With the emergence of powerful, next-generation business intelligence (BI) tools aimed at enabling self-service, the threat to the traditional data asset development and governance control paradigms is facing a renewed crisis.
How does an organization not just promote self-service, but truly encourage the development of new, powerful data assets by those who know the data the best? More to the point, how do they do this while also ensuring the proliferation of these assets occurs in such a way as to not create chaos?
“Shadow IT” is a term that describes when non-IT resources create or implement non-IT sanctioned assets or processes. Because shadow IT has emerged as an increasing problem for organizations who cannot keep up with the pace required for information needs outside of IT, how will IT respond to shadow IT veterans now being retooled with substantially more powerful weapons – while still encouraging the healthy behaviors that lead to faster and more valuable data asset development? How does an organization develop data assets responsibly in this environment?
The solution lies in striking the right balance between the conflicting forces of increased governance and the rapid expansion of the democratization of data. With an increased appetite for information and the emergence of new technologies that are changing the way companies and individuals interact with their data, solving this “old” problem is of more importance than ever.
Let’s get specific: What’s new about the old problem?
Shadow IT has become a growing problem at a growing rate. Excel has been a huge enabler of Shadow IT in: data preparation, visual and non-visual data analysis, and perhaps most concerning, the creation of separate persistent data sources (sometimes referred to as spreadmarts) that become unofficial, trusted data sources that reside outside of IT.
The growth of data and information has accelerated the demand for knowledge workers to get the data they require when they need it and in a format that is usable for their consumption. Not a new problem, but now there’s a new chapter being written.

..............................

* _OBJECTIVE 1_:
From the records, copy out the lines starting with the line that contains "A single point marks each instance of the silver" and going on through the line that contains "<point>40,761</point>", both of those lines included.
The text and the records are unrelated to each other.

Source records

..............................

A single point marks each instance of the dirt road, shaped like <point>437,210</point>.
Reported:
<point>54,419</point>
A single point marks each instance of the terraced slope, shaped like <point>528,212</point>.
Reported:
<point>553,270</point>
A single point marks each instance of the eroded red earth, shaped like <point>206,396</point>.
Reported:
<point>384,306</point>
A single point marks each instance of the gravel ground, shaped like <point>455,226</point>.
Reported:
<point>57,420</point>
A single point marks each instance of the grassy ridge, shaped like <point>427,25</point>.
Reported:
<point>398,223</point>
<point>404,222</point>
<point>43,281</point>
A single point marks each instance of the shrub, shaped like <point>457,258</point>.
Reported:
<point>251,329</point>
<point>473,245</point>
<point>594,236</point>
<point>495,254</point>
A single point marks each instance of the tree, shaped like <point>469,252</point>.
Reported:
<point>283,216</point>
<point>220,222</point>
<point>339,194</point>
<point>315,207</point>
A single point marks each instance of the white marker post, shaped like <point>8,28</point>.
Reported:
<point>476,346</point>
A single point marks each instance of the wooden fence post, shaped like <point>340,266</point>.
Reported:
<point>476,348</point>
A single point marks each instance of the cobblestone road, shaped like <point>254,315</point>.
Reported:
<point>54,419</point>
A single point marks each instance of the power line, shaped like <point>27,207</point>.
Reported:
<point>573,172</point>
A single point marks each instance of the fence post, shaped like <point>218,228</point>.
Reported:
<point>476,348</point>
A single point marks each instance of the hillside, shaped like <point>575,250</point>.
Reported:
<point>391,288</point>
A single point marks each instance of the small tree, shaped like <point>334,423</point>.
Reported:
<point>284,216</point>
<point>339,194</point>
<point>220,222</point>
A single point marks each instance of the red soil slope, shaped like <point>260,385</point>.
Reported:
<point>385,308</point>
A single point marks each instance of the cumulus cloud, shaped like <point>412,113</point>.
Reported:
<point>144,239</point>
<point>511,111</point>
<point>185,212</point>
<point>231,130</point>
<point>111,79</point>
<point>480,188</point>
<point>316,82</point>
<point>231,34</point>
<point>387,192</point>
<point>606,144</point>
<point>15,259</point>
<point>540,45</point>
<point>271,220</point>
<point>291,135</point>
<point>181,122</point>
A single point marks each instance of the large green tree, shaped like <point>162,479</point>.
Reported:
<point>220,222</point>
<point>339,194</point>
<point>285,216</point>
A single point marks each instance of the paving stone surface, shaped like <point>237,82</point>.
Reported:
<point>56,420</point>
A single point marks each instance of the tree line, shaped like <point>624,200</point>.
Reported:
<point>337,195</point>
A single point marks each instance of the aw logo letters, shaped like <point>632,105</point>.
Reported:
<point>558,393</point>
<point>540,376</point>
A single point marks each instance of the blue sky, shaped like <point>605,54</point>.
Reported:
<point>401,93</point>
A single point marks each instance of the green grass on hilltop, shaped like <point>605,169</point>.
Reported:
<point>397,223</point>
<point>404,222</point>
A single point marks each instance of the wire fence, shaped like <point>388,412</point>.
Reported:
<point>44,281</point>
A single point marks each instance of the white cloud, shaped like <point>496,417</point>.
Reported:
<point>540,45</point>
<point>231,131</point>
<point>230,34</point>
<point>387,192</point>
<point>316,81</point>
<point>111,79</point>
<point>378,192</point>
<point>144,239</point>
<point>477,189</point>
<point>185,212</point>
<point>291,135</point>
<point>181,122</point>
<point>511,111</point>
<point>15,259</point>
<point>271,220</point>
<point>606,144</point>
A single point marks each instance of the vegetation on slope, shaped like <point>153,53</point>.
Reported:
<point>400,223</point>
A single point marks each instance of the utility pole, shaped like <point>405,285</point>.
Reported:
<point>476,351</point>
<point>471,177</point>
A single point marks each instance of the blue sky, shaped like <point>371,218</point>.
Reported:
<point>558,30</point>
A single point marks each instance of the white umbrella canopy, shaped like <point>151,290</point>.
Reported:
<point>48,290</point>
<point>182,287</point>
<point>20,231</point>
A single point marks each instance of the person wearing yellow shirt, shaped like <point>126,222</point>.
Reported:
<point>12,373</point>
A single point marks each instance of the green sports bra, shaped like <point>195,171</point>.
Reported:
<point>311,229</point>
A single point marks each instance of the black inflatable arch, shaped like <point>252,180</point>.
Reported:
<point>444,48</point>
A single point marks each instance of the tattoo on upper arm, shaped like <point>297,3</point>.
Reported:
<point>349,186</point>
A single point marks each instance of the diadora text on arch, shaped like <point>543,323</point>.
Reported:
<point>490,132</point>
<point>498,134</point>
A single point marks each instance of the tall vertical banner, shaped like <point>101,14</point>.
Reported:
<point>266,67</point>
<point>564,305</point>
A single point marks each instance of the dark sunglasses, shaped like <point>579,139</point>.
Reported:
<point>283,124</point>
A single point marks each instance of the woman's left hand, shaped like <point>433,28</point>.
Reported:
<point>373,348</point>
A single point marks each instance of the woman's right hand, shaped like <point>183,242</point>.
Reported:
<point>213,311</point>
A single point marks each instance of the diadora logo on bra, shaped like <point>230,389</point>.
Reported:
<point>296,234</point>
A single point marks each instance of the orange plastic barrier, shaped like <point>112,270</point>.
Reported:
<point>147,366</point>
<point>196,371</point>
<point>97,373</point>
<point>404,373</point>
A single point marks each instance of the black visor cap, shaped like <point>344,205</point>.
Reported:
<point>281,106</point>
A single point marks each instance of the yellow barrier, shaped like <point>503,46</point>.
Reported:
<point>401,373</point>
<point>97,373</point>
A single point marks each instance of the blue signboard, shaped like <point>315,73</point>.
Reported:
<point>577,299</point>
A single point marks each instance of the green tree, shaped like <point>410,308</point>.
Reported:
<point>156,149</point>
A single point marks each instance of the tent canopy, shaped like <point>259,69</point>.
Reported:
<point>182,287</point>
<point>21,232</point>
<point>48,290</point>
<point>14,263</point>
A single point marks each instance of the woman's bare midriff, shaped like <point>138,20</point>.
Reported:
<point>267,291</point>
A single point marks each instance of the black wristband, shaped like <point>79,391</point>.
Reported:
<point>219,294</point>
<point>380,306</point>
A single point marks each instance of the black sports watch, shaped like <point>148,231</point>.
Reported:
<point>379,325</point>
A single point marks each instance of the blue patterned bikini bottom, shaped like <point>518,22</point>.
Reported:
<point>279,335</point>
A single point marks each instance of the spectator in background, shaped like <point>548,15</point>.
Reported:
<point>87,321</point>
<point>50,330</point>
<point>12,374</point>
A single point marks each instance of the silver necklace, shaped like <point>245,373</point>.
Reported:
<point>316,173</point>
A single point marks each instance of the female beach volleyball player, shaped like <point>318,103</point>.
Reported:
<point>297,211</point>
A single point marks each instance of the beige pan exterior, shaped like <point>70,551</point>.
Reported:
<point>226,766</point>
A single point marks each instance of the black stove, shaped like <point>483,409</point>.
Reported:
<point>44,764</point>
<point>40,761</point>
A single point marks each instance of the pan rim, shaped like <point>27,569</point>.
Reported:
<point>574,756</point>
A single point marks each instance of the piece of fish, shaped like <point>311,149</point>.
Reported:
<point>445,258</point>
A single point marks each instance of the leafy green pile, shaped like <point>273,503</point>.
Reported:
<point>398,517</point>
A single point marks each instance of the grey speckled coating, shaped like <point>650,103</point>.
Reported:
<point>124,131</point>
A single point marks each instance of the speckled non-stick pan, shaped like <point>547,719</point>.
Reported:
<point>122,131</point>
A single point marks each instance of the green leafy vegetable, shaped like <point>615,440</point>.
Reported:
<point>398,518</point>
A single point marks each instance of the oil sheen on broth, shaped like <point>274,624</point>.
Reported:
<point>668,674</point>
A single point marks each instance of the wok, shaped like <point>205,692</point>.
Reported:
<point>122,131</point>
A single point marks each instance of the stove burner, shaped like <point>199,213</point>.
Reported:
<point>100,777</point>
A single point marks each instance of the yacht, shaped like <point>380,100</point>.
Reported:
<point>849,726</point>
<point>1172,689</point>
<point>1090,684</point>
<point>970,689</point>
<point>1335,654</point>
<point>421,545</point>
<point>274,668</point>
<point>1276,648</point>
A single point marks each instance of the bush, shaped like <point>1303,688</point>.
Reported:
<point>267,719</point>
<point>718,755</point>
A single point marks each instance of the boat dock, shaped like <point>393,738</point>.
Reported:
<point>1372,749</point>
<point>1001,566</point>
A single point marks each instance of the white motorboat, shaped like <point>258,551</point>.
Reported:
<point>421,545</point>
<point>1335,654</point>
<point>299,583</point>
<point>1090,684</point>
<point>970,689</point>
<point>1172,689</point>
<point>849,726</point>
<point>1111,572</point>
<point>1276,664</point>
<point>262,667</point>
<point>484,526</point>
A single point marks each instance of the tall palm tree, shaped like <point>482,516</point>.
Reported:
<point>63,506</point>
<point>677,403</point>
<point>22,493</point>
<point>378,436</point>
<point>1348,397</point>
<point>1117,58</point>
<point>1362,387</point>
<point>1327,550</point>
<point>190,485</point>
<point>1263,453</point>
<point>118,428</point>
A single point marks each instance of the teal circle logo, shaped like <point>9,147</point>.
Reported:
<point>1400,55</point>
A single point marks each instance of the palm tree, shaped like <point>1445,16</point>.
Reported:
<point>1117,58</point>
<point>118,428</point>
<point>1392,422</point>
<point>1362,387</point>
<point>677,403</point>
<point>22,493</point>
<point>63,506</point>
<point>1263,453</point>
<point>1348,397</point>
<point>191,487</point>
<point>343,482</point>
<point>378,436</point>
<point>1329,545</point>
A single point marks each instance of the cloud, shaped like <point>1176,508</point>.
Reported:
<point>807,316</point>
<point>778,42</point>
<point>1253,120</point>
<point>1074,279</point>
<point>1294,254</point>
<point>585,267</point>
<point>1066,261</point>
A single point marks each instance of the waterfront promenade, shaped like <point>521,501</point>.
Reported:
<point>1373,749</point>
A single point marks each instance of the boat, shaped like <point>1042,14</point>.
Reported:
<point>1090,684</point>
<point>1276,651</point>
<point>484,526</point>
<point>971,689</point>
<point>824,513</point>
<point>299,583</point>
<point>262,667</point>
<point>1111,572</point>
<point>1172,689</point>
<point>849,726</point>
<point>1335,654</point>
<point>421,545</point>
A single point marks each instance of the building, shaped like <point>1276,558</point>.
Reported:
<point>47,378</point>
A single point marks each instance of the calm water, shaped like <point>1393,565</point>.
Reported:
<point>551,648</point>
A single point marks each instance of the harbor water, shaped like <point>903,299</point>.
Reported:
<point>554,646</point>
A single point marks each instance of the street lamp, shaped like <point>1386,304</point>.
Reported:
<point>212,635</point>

..............................

* _OBJECTIVE 2_:
Continue the text on shadow IT and self-service business intelligence from where it stops.

* _EXERCISE RESULT 1_:
A single point marks each instance of the silver necklace, shaped like <point>245,373</point>.
Reported:
<point>316,173</point>
A single point marks each instance of the female beach volleyball player, shaped like <point>318,103</point>.
Reported:
<point>297,211</point>
A single point marks each instance of the beige pan exterior, shaped like <point>70,551</point>.
Reported:
<point>226,766</point>
A single point marks each instance of the black stove, shaped like <point>483,409</point>.
Reported:
<point>44,764</point>
<point>40,761</point>

* _EXERCISE RESULT 2_:
Enter the plethora of self-service data tools, particularly in the BI space. Self-service greatly reduces the demand on IT for performing repetitive tasks and enables users to personalize how they view and access their data. Tools like Tableau have been very effective in providing rich visualizations and helping users quickly see their data, usually differently than before. This has simply added fuel to the fire of demand for self-service data preparation.
Data preparation tools traditionally required more technical skills and toolsets focused on ETL (extract, transform, load), which traditionally lived in IT, but new tools are emerging that enable less-technical business users to accomplish these same tasks. In the process, shadow IT has become better equipped, but also more “dangerous” than before.
As an example, when Alteryx emerged as the primary contender in this space, business users could start to accomplish work that would traditionally been out of reach for even the savviest Excel veteran. Flattening XML, geo-spatial custom polygon prep, blending, cleansing, etc. can all be performed without knowing any traditional IT development.
In addition to providing business-friendly abilities to transform and prepare data, business users who understand fundamental statistics can now create predictive models, including various regression models, neural networks, and Naïve Bayes classifiers. For those who understand how to use them, they can create some very powerful models without writing a single line of R (a programming language used for data science).
Shadow IT just got a ballistic upgrade, and with it has come the pronounced need, now more pronounced than ever, to start understanding what data governance and responsible data asset development look like in this new era.
"Shadow IT (information technology) just got a ballistic upgrade, and with it has come the need, now more pronounced than ever, to start understanding what data governance and responsible data asset development look like in this new era."
So what needs to change?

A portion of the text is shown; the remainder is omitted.